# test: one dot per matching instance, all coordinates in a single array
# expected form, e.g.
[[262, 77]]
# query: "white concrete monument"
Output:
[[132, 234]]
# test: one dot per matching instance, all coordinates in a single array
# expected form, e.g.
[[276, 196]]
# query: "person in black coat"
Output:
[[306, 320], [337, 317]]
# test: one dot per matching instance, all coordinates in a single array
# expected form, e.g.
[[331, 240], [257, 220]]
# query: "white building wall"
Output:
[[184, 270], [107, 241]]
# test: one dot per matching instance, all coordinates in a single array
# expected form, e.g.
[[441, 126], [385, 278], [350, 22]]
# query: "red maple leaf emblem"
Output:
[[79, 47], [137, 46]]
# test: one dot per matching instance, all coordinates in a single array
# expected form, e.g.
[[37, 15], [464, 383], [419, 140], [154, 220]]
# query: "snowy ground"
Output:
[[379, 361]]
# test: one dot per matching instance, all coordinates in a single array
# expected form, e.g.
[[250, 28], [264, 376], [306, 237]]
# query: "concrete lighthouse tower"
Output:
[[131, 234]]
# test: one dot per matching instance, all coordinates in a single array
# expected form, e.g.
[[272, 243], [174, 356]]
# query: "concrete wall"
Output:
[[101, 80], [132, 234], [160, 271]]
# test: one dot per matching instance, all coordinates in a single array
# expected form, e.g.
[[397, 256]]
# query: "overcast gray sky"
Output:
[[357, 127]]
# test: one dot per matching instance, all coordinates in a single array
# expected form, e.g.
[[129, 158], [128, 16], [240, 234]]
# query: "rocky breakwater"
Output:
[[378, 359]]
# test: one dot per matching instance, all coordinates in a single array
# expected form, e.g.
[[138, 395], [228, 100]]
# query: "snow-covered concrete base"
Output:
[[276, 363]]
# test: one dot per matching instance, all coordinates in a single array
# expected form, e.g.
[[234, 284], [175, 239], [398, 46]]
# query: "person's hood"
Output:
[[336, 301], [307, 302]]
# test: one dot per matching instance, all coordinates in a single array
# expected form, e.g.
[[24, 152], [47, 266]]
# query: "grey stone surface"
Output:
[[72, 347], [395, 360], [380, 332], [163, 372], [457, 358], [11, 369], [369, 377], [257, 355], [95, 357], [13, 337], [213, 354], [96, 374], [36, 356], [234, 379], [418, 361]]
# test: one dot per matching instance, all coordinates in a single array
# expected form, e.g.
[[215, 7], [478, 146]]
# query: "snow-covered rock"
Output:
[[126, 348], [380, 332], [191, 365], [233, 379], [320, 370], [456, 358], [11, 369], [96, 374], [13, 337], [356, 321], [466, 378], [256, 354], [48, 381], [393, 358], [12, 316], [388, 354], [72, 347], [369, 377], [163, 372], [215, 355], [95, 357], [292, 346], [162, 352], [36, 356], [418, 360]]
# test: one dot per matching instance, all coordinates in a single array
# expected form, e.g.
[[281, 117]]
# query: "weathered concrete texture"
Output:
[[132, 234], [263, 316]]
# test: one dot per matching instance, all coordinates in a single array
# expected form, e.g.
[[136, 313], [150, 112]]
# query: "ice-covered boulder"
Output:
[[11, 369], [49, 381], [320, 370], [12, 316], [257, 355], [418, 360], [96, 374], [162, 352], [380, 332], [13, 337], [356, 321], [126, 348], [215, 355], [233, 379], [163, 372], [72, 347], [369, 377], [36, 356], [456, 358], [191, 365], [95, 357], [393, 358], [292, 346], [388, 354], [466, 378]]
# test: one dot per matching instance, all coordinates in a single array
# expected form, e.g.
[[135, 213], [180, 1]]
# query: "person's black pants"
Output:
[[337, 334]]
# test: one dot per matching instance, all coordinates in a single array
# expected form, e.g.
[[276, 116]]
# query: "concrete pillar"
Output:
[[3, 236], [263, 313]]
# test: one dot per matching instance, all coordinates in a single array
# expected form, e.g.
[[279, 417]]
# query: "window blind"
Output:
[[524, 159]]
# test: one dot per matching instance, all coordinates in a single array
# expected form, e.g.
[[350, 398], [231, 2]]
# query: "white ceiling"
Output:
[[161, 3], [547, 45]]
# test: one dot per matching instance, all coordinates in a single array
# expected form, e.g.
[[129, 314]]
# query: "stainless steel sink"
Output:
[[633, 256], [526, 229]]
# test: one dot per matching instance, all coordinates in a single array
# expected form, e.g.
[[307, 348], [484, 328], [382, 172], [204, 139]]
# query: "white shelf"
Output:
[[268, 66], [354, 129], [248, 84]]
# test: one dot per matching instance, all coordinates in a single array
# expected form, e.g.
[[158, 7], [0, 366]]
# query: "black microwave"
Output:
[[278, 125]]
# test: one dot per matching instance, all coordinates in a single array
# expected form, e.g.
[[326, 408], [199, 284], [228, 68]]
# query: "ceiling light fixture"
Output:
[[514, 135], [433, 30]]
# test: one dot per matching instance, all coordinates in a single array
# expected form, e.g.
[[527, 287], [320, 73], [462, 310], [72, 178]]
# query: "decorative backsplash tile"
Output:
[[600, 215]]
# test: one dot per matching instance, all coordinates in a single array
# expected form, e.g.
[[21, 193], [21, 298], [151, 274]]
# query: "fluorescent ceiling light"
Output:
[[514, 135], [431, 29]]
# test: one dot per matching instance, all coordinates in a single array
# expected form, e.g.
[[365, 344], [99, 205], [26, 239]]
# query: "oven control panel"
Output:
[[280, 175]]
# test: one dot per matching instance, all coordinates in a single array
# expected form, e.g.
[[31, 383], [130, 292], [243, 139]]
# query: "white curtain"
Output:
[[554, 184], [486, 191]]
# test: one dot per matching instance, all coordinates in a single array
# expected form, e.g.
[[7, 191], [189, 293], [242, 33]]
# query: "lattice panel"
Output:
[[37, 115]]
· · · · · · ·
Work required »
Reproduce all of the material above, unchanged and in full.

Answer to the problem »
# test: one dot per matching instance, all coordinates in a single array
# expected form, e.g.
[[262, 77]]
# query: "white concrete monument"
Output:
[[132, 234]]
# test: one dot per matching instance, all coordinates in a single array
# expected form, e.g.
[[276, 196]]
# query: "person in black coat"
Output:
[[306, 320], [337, 317]]
# test: one dot per matching instance, all coordinates in a single array
# expected form, e.g.
[[331, 240], [257, 220]]
# query: "white building wall"
Output:
[[184, 270], [107, 241]]
# test: one dot per matching instance, all coordinates in a single array
# expected form, e.g.
[[441, 126], [385, 278], [350, 22]]
# query: "red maple leaf emblem"
Output:
[[79, 47], [137, 46]]
# test: one dot per matching instance, all coordinates in a single array
# expected form, e.g.
[[37, 15], [464, 383], [419, 140], [154, 220]]
# query: "snowy ground"
Output:
[[379, 361]]
# test: one dot per matching instance, all coordinates in a single array
# expected form, e.g.
[[250, 28], [264, 376], [306, 237]]
# query: "concrete lighthouse tower"
Output:
[[131, 234]]
# test: one dot per matching instance, all coordinates in a single array
# expected form, e.g.
[[272, 243], [174, 356]]
# query: "concrete wall"
Output:
[[101, 80], [132, 234], [160, 271]]
# test: one dot per matching instance, all coordinates in a single array
# expected form, e.g.
[[397, 256]]
# query: "overcast gray sky"
Output:
[[357, 127]]
# test: one dot per matching instance, all coordinates in a single array
# expected form, e.g.
[[129, 158], [128, 16], [240, 234]]
# query: "rocky breakwater"
Output:
[[378, 359]]
# test: one dot per matching instance, all coordinates in a single array
# expected form, e.g.
[[138, 395], [228, 100]]
# query: "snow-covered concrete base"
Output:
[[276, 363]]
# test: one dot per matching instance, all coordinates in a single array
# expected form, e.g.
[[234, 284], [175, 239], [398, 46]]
# query: "person's hood"
Output:
[[336, 301], [307, 302]]
# test: one dot per matching instance, all coordinates in a single array
# expected form, e.g.
[[24, 152], [47, 266]]
# query: "grey stone surface"
Output:
[[72, 347], [395, 360], [380, 332], [163, 372], [457, 358], [11, 369], [369, 377], [257, 355], [95, 357], [13, 337], [213, 354], [96, 374], [36, 356], [234, 379], [418, 361]]
# test: one dot per matching instance, all coordinates in a single array
# expected form, e.g.
[[215, 7], [478, 146]]
# query: "snow-covered rock"
Output:
[[126, 348], [380, 332], [191, 365], [233, 379], [320, 370], [456, 358], [11, 369], [96, 374], [13, 337], [356, 321], [466, 378], [256, 354], [48, 381], [393, 358], [12, 316], [388, 354], [72, 347], [369, 377], [163, 372], [215, 355], [95, 357], [292, 346], [162, 352], [36, 356], [418, 360]]
# test: one dot per matching instance, all coordinates in a single array
# expected form, e.g.
[[281, 117]]
# query: "weathered concrete texture"
Output:
[[132, 234], [263, 316]]
# test: one dot per matching instance, all coordinates in a single array
# expected form, e.g.
[[136, 313], [150, 112]]
# query: "ice-covered boulder"
Output:
[[11, 369], [49, 381], [320, 370], [12, 316], [257, 355], [418, 360], [96, 374], [162, 352], [380, 332], [13, 337], [356, 321], [126, 348], [215, 355], [233, 379], [163, 372], [72, 347], [369, 377], [36, 356], [456, 358], [191, 365], [95, 357], [393, 358], [292, 346], [388, 354], [466, 378]]
# test: one dot per matching instance, all coordinates in a single array
# expected form, e.g.
[[135, 213], [180, 1]]
# query: "person's black pants"
Output:
[[337, 334]]
# test: one dot per matching instance, all coordinates in a single array
# expected form, e.g.
[[276, 116]]
# query: "concrete pillar"
Output:
[[3, 236], [263, 313]]
# test: one dot per matching instance, all coordinates in a single array
# expected form, e.g.
[[279, 417]]
# query: "window blind"
Output:
[[524, 159]]
# test: one dot per matching instance, all coordinates in a single array
# expected form, e.g.
[[350, 398], [231, 2]]
# query: "white ceiling"
Output:
[[161, 3], [547, 45]]
# test: one dot per matching instance, all coordinates in a single array
# expected form, e.g.
[[129, 314]]
# query: "stainless steel sink"
Output:
[[633, 256], [526, 229]]
# test: one dot per matching instance, all coordinates in a single array
# expected form, e.g.
[[307, 348], [484, 328], [382, 172], [204, 139]]
# query: "white shelf"
Output:
[[268, 66], [354, 129], [248, 84]]
# test: one dot per matching instance, all coordinates in a single array
# expected form, e.g.
[[158, 7], [0, 366]]
# query: "black microwave"
Output:
[[278, 125]]
# test: one dot per matching instance, all coordinates in a single array
# expected form, e.g.
[[326, 408], [199, 284], [228, 68]]
# query: "ceiling light fixture"
Output:
[[514, 135], [433, 30]]
# test: one dot per matching instance, all coordinates in a single array
# expected form, e.g.
[[527, 287], [320, 73], [462, 310], [72, 178]]
# query: "decorative backsplash tile"
Output:
[[600, 215]]
# test: one dot per matching instance, all coordinates in a single array
# expected form, e.g.
[[21, 193], [21, 298], [151, 274]]
# query: "fluorescent ceiling light"
Output:
[[514, 135], [431, 29]]
# test: one dot per matching instance, all coordinates in a single array
# expected form, e.g.
[[365, 344], [99, 205], [26, 239]]
# query: "oven control panel"
Output:
[[280, 175]]
# test: one dot per matching instance, all coordinates in a single array
# expected form, e.g.
[[31, 383], [130, 292], [243, 139]]
# query: "white curtain"
Output:
[[554, 184], [486, 191]]
# test: one dot per matching instance, all coordinates in a single array
# expected form, e.g.
[[7, 191], [189, 293], [242, 33]]
# query: "lattice panel"
Output:
[[37, 115]]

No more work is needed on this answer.